Recopiez à l'identique, s'il vous plaît, uniquement les lignes des enregistrements qui commencent à celle contenant "Where can the tree trunk" et se terminent à celle contenant "column 898, row 676", ces deux lignes comprises.
----- Données fournies
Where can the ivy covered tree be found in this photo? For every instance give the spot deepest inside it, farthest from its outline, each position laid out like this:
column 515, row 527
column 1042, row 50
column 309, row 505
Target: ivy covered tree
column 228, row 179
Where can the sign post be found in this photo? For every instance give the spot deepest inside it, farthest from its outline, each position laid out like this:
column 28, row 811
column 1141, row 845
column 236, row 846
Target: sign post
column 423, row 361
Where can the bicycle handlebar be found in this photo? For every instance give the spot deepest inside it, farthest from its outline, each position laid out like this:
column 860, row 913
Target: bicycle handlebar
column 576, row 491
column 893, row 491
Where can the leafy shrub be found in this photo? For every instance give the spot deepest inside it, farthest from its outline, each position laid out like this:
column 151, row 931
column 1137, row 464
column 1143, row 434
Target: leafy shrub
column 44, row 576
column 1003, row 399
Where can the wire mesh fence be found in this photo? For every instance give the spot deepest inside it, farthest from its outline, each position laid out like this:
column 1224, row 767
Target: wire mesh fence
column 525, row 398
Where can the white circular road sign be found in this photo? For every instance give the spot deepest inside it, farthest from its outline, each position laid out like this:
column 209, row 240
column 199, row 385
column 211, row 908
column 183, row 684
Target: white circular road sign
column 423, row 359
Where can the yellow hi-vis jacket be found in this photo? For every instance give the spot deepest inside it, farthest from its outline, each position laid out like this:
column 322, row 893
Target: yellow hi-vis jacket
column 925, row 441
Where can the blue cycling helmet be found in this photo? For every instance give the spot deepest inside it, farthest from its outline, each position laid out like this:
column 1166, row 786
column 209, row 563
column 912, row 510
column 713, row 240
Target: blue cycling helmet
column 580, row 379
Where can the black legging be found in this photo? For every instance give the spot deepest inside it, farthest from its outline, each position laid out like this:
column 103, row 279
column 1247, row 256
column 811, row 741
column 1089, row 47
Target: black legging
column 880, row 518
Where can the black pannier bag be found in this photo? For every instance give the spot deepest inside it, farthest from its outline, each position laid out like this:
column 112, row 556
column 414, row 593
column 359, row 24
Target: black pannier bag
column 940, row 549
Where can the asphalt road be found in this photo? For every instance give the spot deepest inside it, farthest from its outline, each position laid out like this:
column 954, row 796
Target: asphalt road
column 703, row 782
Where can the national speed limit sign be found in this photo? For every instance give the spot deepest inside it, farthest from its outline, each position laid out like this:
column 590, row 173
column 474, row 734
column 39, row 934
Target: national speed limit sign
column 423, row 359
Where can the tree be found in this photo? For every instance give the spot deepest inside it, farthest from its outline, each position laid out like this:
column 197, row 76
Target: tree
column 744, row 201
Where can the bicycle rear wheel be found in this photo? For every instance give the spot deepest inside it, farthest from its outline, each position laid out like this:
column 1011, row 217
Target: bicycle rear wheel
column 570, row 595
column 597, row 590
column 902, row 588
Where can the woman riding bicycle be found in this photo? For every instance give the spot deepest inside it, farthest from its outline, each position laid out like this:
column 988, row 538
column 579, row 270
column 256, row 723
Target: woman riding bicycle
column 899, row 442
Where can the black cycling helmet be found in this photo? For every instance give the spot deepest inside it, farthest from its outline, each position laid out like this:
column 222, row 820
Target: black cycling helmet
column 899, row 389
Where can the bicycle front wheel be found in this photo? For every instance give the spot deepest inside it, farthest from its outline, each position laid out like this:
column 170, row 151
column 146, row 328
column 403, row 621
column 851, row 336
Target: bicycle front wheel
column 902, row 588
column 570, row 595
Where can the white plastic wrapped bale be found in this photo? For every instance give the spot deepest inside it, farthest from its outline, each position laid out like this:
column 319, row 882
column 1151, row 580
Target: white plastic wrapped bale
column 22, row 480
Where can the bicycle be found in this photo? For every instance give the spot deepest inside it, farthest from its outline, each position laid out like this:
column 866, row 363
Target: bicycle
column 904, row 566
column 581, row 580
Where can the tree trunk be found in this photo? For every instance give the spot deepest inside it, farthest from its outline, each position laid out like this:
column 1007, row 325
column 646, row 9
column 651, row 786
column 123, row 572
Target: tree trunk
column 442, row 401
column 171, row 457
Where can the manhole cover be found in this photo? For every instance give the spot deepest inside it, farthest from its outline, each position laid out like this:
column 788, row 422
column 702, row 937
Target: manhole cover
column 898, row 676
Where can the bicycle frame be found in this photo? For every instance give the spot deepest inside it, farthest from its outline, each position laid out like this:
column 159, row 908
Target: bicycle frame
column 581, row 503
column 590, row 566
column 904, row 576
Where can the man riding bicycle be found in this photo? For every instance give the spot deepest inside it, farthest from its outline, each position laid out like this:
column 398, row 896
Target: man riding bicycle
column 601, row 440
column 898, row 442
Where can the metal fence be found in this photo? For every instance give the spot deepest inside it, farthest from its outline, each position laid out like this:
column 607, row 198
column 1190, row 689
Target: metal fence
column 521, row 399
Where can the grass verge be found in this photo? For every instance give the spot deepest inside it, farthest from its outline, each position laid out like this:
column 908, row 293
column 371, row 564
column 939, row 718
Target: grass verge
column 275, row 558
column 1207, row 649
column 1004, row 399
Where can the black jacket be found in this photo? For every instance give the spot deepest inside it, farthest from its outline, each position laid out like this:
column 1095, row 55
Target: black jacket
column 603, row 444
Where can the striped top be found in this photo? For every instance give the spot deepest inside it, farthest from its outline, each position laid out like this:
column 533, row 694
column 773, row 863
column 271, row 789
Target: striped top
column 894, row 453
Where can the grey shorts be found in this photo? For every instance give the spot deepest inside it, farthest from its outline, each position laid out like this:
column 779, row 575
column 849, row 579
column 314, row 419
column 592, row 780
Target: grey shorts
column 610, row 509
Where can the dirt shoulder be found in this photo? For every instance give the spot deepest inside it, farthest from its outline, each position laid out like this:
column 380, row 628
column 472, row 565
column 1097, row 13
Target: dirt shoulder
----------
Résultat complet:
Where can the tree trunk be found in this photo? For every instance give the spot deepest inside it, farthest from its outline, each position laid out like this:
column 1007, row 325
column 646, row 9
column 651, row 786
column 123, row 572
Target: tree trunk
column 442, row 401
column 171, row 457
Where can the manhole cover be found in this photo? For every instance give the spot deepest inside it, farthest from its outline, each position laid out like this:
column 788, row 422
column 702, row 937
Target: manhole cover
column 898, row 676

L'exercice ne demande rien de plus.